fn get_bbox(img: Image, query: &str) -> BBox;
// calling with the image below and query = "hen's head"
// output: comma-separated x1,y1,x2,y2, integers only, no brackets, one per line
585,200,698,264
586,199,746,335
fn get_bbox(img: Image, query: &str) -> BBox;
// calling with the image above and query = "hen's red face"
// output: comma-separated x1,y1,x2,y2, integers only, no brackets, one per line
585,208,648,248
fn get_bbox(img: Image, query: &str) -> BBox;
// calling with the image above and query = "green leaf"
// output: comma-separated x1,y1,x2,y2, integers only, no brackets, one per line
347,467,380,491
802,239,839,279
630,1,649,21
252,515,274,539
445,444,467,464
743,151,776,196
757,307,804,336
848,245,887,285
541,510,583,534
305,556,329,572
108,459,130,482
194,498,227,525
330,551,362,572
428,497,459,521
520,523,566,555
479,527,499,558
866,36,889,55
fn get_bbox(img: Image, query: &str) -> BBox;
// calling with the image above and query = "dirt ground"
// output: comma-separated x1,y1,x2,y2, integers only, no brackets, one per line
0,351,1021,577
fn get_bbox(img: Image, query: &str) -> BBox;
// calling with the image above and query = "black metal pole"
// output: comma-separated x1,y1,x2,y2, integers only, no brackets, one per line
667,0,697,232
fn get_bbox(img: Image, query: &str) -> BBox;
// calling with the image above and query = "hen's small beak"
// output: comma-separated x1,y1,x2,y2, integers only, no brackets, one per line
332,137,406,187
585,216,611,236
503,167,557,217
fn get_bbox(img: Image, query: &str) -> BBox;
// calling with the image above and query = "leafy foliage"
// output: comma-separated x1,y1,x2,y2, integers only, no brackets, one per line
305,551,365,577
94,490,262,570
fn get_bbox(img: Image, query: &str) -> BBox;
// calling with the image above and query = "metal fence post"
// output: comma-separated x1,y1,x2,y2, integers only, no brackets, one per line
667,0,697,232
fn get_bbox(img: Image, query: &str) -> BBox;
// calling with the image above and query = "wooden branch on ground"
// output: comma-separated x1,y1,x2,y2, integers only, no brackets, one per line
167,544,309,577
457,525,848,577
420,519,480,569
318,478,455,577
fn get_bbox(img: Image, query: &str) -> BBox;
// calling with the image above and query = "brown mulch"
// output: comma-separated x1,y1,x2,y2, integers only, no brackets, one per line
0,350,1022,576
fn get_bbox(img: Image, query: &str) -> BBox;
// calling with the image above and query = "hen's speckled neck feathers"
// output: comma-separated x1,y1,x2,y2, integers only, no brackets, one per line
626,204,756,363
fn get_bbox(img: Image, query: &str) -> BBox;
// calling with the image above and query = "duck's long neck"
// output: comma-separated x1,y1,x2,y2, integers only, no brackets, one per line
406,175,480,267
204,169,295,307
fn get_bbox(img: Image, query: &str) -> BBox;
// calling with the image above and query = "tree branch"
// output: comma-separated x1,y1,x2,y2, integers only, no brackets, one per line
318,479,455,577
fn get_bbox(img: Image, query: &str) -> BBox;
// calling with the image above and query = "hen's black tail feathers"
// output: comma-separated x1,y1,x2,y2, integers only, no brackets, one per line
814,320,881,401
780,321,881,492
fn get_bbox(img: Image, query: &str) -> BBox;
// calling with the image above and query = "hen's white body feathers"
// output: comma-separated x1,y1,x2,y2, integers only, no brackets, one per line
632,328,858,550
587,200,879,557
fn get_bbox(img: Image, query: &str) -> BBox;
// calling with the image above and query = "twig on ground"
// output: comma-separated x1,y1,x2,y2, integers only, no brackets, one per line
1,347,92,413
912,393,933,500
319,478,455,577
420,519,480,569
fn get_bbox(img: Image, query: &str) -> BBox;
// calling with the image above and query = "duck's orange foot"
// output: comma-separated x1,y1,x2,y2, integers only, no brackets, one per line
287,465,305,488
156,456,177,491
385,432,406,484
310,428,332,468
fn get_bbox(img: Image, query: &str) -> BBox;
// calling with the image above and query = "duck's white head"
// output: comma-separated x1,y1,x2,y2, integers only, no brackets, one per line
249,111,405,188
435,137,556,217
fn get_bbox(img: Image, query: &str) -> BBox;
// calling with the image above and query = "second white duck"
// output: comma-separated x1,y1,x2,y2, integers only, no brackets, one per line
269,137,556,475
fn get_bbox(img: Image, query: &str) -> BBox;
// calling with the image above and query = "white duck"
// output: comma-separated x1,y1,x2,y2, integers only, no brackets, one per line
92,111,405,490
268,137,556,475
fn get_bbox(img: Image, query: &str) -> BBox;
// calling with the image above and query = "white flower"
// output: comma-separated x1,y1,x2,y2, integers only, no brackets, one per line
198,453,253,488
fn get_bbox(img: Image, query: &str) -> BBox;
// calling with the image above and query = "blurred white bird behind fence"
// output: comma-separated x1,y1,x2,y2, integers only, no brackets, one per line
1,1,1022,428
————
Only lines with the string "duck" belong in the answer; copy each of them from the listing.

// calling with the image above and query = "duck's long neck"
// calling with the image above and query = "duck's orange foot"
// calling with the image above and query = "duck's white head"
// calling with the image above and query = "second white duck"
// calling with the image above and query = "white duck"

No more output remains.